Records to process
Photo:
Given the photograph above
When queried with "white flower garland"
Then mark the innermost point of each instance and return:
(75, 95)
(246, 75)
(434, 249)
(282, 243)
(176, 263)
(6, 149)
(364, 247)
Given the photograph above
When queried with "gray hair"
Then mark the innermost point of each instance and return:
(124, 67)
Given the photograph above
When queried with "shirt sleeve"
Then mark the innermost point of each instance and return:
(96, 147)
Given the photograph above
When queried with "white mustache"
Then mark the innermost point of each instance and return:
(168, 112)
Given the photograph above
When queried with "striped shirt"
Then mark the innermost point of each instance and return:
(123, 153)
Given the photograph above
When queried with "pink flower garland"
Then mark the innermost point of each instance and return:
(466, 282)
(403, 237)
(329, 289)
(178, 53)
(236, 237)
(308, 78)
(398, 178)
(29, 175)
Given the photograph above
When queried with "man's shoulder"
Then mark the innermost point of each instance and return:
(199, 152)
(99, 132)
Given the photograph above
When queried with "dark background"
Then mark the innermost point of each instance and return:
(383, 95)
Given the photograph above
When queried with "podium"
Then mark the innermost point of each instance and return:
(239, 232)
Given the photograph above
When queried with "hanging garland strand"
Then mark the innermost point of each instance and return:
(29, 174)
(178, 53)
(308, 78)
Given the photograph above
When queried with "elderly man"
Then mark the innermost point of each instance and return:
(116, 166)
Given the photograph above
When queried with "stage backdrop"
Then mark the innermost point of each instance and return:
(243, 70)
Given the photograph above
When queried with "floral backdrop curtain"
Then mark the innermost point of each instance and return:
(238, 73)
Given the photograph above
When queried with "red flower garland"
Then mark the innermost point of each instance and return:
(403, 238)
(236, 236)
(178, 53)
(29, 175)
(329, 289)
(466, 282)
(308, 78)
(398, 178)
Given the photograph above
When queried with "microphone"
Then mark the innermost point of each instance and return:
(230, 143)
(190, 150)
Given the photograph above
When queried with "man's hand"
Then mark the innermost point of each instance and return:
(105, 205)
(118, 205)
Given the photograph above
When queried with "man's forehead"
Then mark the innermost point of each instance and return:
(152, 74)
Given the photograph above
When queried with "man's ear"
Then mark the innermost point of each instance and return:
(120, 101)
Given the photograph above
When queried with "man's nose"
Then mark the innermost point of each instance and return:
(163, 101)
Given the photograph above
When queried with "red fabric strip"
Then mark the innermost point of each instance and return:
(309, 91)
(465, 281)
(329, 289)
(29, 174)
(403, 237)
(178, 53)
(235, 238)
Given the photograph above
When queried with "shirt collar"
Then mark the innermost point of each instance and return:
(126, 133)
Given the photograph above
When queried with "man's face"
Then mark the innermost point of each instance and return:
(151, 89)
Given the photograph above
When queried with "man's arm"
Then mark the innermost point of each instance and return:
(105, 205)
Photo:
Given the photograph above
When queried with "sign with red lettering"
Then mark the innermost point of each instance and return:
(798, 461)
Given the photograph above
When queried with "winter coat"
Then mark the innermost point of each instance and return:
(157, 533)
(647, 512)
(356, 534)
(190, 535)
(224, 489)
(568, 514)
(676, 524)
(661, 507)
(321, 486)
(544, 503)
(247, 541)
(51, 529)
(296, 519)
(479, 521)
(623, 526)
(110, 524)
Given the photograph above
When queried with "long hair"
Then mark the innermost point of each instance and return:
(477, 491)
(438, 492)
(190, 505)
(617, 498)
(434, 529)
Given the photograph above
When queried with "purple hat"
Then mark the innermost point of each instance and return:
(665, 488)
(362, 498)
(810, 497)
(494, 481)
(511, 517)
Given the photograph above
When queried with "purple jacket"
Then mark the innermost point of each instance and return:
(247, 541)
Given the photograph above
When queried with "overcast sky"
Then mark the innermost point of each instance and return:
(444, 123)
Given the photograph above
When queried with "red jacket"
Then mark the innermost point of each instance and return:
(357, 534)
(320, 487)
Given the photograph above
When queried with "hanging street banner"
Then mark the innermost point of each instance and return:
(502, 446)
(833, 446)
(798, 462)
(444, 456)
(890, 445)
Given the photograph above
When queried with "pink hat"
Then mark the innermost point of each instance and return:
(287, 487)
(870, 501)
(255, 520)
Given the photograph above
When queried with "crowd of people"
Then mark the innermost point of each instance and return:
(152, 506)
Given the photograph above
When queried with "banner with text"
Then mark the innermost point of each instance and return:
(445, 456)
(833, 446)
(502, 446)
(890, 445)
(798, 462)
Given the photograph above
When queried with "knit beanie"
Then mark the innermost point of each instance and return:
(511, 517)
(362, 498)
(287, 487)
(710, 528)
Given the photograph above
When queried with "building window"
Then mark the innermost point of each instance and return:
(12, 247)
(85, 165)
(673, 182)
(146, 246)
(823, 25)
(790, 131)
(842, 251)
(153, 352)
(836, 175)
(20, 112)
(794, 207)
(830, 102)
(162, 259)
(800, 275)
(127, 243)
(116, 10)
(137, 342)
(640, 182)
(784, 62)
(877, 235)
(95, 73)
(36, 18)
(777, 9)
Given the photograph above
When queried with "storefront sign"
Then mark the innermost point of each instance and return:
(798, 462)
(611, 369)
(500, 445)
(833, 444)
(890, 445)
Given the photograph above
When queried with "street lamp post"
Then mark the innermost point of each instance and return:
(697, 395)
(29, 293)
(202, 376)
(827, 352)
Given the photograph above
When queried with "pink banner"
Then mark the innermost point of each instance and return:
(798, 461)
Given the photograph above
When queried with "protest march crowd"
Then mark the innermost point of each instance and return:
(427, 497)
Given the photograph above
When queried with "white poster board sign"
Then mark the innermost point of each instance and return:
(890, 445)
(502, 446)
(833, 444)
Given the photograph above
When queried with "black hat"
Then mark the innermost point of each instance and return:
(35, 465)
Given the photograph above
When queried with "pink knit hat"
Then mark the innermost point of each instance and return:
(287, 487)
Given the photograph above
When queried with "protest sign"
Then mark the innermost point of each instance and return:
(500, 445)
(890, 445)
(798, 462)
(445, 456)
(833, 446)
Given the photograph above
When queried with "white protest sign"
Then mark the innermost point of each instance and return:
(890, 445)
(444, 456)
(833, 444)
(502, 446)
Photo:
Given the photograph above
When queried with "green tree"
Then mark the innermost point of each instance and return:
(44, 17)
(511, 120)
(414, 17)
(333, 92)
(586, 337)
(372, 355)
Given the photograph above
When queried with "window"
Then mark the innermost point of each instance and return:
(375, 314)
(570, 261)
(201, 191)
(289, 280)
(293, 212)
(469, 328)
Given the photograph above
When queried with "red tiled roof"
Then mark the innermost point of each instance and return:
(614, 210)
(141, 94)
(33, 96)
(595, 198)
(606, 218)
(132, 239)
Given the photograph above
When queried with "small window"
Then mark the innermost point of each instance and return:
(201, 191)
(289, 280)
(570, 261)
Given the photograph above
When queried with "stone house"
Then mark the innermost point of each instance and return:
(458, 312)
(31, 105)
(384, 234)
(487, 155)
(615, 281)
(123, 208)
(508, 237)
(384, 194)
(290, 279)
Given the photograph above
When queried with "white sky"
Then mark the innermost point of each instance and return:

Work required
Reproduce the records above exactly.

Written reply
Photo:
Given the photograph above
When queried with "white flower garland"
Then mark the innermost point of each instance and return:
(75, 95)
(246, 75)
(434, 249)
(282, 243)
(176, 263)
(6, 149)
(364, 247)
Given the photograph above
When queried with "gray hair"
Then mark the innermost point of each instance and return:
(124, 67)
Given the photograph above
When queried with "shirt sleeve"
Then mark the innermost point of each instance and return:
(96, 147)
Given the photograph above
When queried with "white mustache"
Then mark the innermost point of each instance and return:
(168, 112)
Given the photograph above
When queried with "striped shirt"
Then mark the innermost point of each instance and return:
(123, 153)
Given the photograph above
When queried with "pink flower garland"
Then mark the innermost point of each instance and return:
(466, 282)
(403, 237)
(329, 289)
(178, 53)
(236, 237)
(308, 78)
(398, 178)
(29, 175)
Given the photograph above
When queried with "man's shoulder"
Then mark the innermost point of each instance and return:
(199, 152)
(99, 132)
Given the photograph above
When queried with "dark background"
Then mark the innermost point of each instance and return:
(383, 95)
Given the photograph above
When queried with "podium"
Then mark the innermost point of each instance and return:
(239, 232)
Given the photograph above
When queried with "hanging garland strand"
Then mark the innermost point of each instance and return:
(29, 174)
(178, 53)
(308, 78)
Given the photograph above
When queried with "elderly man"
Then mark the innermost point of each instance and return:
(116, 166)
Given the photograph above
When queried with "stage backdrop"
Then mark the innermost point of each instance and return:
(243, 70)
Given the photograph above
When queried with "floral backdrop curtain"
Then mark the innermost point of each instance and return:
(238, 73)
Given the photograph above
When queried with "red flower garland"
Then mark the innermost point of each instance and return:
(403, 238)
(236, 236)
(178, 53)
(29, 175)
(329, 289)
(466, 282)
(308, 78)
(398, 178)
Given the photograph above
When queried with "microphone"
Then mark the innermost point of each instance and return:
(230, 143)
(190, 150)
Given the photograph above
When queried with "man's hand"
Then mark the innermost point of each instance and return:
(105, 205)
(118, 205)
Given the photograph above
When queried with "man's forehead"
Then mark the innermost point of each instance and return:
(152, 74)
Given the photograph above
When queried with "man's ear"
Then mark the innermost point of each instance and return:
(120, 101)
Given the photograph above
When queried with "man's nose"
Then mark the innermost point of each instance and return:
(163, 101)
Given the photograph above
When queried with "red fabric strip"
Then mark the innermost point of each instance and return:
(309, 91)
(465, 281)
(329, 289)
(29, 174)
(403, 237)
(178, 53)
(235, 238)
Given the photograph above
When queried with "shirt collar"
Then mark the innermost point of each instance and return:
(126, 133)
Given the photograph above
When queried with "man's face"
Then mark the innermost point of each instance and return:
(151, 89)
Given the photograph above
When queried with "man's arm"
Then mark the innermost point of each instance and return:
(105, 205)
Photo:
Given the photograph above
When queried with "sign with red lettering"
Then mark the innermost point of each instance and return:
(798, 461)
Given the photograph above
When queried with "winter coat"
Then mark the innermost point of each instance and return:
(157, 533)
(647, 512)
(356, 534)
(190, 535)
(224, 489)
(568, 514)
(676, 524)
(661, 507)
(321, 486)
(544, 503)
(247, 541)
(51, 529)
(296, 519)
(479, 521)
(623, 526)
(110, 524)
Given the photograph above
When queried with "long hair"
Then mark the innermost point of each instance and return:
(477, 491)
(438, 492)
(190, 505)
(617, 498)
(434, 529)
Given the photograph above
When queried with "purple hat"
Then mark the innermost point of each instance and return:
(665, 488)
(362, 498)
(810, 497)
(494, 481)
(511, 517)
Given the photograph above
When queried with "purple jacket"
Then mark the innermost point of each instance and return:
(247, 541)
Given the photograph above
When queried with "overcast sky"
Then mark the innermost point of each instance and return:
(444, 123)
Given the photograph above
When queried with "red jacket"
Then mark the innermost point of each instance and return:
(357, 534)
(320, 487)
Given the photograph above
When queried with "hanging street banner"
Then mark the innermost point of each instance and return:
(502, 446)
(833, 446)
(798, 462)
(444, 456)
(890, 445)
Given the photograph above
When queried with "pink hat"
Then mark the innermost point of each instance and return:
(287, 487)
(870, 501)
(255, 520)
Given the photograph above
When queried with "crowd of people"
Then mark the innermost point of each instance and return:
(152, 506)
Given the photograph above
When queried with "banner with text"
Then mark the innermost point of each instance and return:
(445, 456)
(833, 446)
(502, 446)
(890, 445)
(798, 462)
Given the photograph above
When queried with "knit beanie"
Then mark the innermost point of each instance and return:
(511, 517)
(362, 498)
(287, 487)
(710, 528)
Given the photograph above
When queried with "building window"
Then mark the innermost point of each instance and return:
(12, 247)
(85, 165)
(673, 182)
(146, 246)
(823, 25)
(790, 131)
(842, 251)
(153, 352)
(836, 175)
(20, 112)
(794, 207)
(830, 102)
(162, 259)
(800, 275)
(127, 243)
(116, 10)
(137, 342)
(640, 182)
(784, 62)
(877, 235)
(95, 73)
(36, 18)
(777, 9)
Given the photograph above
When queried with "storefront sign"
Then mark the innermost point of each instance and return:
(798, 462)
(611, 369)
(500, 445)
(833, 444)
(890, 445)
Given the photograph above
When queried with "street lamp post"
Then mark the innermost point of each instance and return:
(697, 395)
(29, 293)
(202, 376)
(827, 352)
Given the photograph above
When queried with "pink banner"
Then mark the innermost point of each instance and return:
(798, 461)
Given the photograph above
When queried with "protest march crowd"
Then mark the innermost point of each instance and return:
(427, 497)
Given the photograph above
When queried with "white poster board sign"
Then mark the innermost point of each instance and return:
(890, 445)
(502, 446)
(833, 444)
Given the photograph above
When queried with "black hat"
Then mark the innermost point of each instance and return:
(35, 465)
Given the photograph above
When queried with "pink knit hat"
Then mark the innermost point of each instance and return:
(287, 487)
Given the photograph above
When queried with "protest sign"
Then mark the innermost point of each instance and return:
(500, 445)
(890, 445)
(798, 462)
(445, 456)
(833, 446)
Given the photograph above
When queried with "white protest sign"
Then mark the innermost point of each instance and return:
(890, 445)
(444, 456)
(833, 444)
(502, 446)
Photo:
Given the photograph above
When queried with "green tree"
Then mark the innermost point of each instance and return:
(44, 17)
(511, 120)
(414, 17)
(333, 92)
(586, 337)
(372, 355)
Given the photograph above
When queried with "window"
Then mark the innermost point of each instance and return:
(375, 314)
(570, 261)
(201, 191)
(289, 280)
(293, 212)
(469, 328)
Given the photograph above
When queried with "red tiled roof"
Then mark the innermost point of each instance and return:
(614, 210)
(141, 94)
(33, 96)
(595, 198)
(606, 218)
(132, 239)
Given the photograph above
When queried with "small window"
Then mark the innermost point of each instance and return:
(201, 191)
(289, 280)
(570, 261)
Given the photograph above
When queried with "stone house"
Then mark the innermost point of each instance and return:
(458, 312)
(31, 105)
(384, 234)
(487, 155)
(615, 281)
(123, 208)
(508, 237)
(384, 194)
(290, 279)
Given the photograph above
When queried with "white sky"
Then mark the innermost point of each instance and return:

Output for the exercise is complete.